(Source data)

________

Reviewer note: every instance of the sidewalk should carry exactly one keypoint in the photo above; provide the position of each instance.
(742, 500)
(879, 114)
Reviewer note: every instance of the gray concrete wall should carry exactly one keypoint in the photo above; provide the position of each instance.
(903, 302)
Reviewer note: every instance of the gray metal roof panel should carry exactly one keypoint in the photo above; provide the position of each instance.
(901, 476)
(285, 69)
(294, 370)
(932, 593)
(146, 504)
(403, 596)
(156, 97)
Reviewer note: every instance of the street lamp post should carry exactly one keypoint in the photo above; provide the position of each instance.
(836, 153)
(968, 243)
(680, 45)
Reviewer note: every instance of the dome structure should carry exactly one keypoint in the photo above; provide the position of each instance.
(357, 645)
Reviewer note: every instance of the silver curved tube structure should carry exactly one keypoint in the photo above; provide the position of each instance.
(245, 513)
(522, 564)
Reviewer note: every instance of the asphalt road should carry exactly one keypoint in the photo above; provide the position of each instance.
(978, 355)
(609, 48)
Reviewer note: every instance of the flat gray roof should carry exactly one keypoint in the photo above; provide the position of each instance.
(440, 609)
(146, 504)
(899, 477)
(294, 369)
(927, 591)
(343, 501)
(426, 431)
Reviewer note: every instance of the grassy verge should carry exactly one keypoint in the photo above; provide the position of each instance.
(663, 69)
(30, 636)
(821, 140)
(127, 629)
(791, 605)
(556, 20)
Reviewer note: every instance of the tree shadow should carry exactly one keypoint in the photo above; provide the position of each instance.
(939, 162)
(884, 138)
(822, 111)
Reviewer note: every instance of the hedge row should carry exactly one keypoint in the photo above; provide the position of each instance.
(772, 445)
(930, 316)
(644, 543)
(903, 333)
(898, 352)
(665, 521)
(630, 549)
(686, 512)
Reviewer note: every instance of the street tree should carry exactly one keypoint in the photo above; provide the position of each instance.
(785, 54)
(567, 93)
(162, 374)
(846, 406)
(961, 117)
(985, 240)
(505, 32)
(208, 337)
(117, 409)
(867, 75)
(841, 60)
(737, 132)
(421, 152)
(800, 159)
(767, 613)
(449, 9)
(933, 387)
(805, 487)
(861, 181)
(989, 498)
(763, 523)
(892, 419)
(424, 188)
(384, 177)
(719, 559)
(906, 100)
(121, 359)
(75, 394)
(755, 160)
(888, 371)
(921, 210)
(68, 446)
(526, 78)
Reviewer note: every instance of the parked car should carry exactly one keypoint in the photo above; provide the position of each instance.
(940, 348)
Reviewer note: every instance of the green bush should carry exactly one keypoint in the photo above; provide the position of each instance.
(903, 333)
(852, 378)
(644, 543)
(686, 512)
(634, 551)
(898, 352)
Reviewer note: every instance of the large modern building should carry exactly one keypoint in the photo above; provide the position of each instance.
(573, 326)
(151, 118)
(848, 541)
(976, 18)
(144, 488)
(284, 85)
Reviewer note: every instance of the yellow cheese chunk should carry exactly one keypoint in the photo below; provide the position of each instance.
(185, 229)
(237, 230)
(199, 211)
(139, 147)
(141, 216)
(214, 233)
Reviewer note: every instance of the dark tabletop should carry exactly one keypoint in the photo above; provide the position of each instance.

________

- [Task directions] Give back each entry exactly as it was written.

- [Written answer]
Reviewer note: every instance of the sidewalk should carry exactly one keypoint in the photo above; provide the position of each instance.
(742, 500)
(879, 114)
Reviewer note: every instance of the gray concrete wall should carry exactly one keypoint in the photo above; provide the position of each instance.
(903, 302)
Reviewer note: every instance of the gray metal roof panel should carry exactly one keypoint in the photo above; provide the position of each instance.
(901, 476)
(285, 69)
(294, 370)
(932, 593)
(146, 504)
(403, 596)
(156, 97)
Reviewer note: every instance of the street lamp post should carry exactly one keypoint in the photo above; provide the position of each instance.
(836, 153)
(968, 243)
(680, 45)
Reviewer note: every instance of the dome structure should carry exactly one keypoint in the photo above; provide the position of each instance.
(357, 645)
Reviewer note: every instance of the silver curved tube structure should carry exactly one keypoint in the photo above; provide the position of each instance.
(245, 513)
(522, 564)
Reviewer note: every instance of the asphalt road should carry exactly one keypoint in the photo above; provide the position of each instance.
(978, 355)
(609, 48)
Reviewer note: every instance of the flat gray roof should carry exactly one keypoint in the photo above; provide the position of each instance.
(440, 609)
(146, 504)
(899, 477)
(294, 369)
(927, 591)
(343, 501)
(426, 431)
Reviewer note: every instance of the grassy verge should carry exactly one keypoint in the photo above; provide the position of each instance.
(663, 69)
(30, 636)
(821, 140)
(127, 629)
(791, 605)
(556, 20)
Reviewer note: every instance of the tree shadow should carry exactly one keypoint in the photo above; provide the position of each instance.
(939, 162)
(884, 138)
(822, 111)
Reviewer note: every instance of the hedge row should carry exactly one keypoint in the photo above; provide the position of each instance.
(772, 445)
(930, 316)
(644, 543)
(903, 333)
(898, 352)
(665, 521)
(630, 549)
(686, 512)
Reviewer note: every instance of the street tree should carry exactly one keypoint in the photo above; provide the position of each instance.
(785, 54)
(567, 93)
(162, 374)
(846, 406)
(961, 117)
(985, 240)
(505, 32)
(208, 337)
(117, 409)
(867, 75)
(841, 60)
(737, 132)
(421, 152)
(800, 159)
(767, 613)
(449, 9)
(933, 387)
(805, 487)
(861, 181)
(989, 498)
(763, 523)
(892, 419)
(424, 188)
(384, 177)
(719, 559)
(906, 100)
(121, 359)
(75, 394)
(755, 160)
(888, 371)
(921, 210)
(68, 446)
(526, 78)
Reviewer note: every instance of the parked car should carry exactly one keypoint in the photo above; provide the position of each instance.
(940, 348)
Reviewer note: every instance of the green bush should carry exactly one keypoint in the photo above; provide the position of each instance.
(903, 333)
(852, 378)
(644, 543)
(686, 512)
(634, 551)
(898, 352)
Reviewer note: every instance of the large modern building should carry exactly one keypoint in the photo above; provide the position of each instance.
(573, 326)
(151, 118)
(848, 541)
(976, 18)
(144, 488)
(284, 85)
Reviewer note: every instance of the yellow cheese chunk should carry exactly one keypoint in the photo below; provide the position of each instance.
(185, 229)
(237, 230)
(199, 211)
(139, 147)
(141, 216)
(214, 233)
Reviewer note: every instance of the dark tabletop should carry exactly one keypoint in the photo above; provide the position of each instance.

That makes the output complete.